■ Request:
Extract every line of the listing below that contains the string "head", matching case exactly.

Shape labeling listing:
|---|

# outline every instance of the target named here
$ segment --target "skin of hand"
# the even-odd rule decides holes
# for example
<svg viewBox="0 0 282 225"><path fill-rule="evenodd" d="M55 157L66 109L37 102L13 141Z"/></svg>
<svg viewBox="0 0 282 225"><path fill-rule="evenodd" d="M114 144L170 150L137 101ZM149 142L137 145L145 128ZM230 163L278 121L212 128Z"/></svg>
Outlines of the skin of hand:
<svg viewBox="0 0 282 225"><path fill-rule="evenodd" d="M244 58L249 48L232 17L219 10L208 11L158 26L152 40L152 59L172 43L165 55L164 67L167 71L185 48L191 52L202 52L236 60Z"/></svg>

|---|

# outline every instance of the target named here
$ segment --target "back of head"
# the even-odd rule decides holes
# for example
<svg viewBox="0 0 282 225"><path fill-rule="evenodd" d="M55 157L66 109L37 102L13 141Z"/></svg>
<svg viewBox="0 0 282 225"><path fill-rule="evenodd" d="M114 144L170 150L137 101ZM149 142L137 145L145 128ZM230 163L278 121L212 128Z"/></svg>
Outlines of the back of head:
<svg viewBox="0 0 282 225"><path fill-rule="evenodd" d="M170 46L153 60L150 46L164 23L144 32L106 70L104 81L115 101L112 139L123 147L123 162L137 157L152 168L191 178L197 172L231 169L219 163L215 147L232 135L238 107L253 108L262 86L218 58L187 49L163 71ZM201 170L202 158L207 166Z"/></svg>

|---|

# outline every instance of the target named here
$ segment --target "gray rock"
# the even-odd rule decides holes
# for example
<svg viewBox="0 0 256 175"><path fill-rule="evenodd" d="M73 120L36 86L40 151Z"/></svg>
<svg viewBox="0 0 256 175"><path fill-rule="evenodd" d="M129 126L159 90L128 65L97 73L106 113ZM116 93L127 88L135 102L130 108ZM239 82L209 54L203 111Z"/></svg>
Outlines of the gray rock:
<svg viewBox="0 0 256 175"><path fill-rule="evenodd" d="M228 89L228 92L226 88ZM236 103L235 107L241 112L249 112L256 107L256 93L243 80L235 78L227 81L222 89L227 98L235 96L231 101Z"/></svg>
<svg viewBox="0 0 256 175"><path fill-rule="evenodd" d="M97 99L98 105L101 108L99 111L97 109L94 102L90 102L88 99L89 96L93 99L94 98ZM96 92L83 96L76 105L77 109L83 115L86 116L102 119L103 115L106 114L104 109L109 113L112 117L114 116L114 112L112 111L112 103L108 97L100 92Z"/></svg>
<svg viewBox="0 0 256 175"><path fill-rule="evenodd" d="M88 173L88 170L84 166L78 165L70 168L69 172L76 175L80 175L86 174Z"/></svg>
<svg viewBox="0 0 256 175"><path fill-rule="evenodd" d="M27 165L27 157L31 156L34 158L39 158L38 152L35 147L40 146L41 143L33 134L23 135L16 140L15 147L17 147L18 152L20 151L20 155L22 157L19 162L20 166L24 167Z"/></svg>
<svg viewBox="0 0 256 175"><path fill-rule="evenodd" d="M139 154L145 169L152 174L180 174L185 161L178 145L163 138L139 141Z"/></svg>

|---|

■ Solution below:
$ segment --target "back of head"
Outlines of the back of head:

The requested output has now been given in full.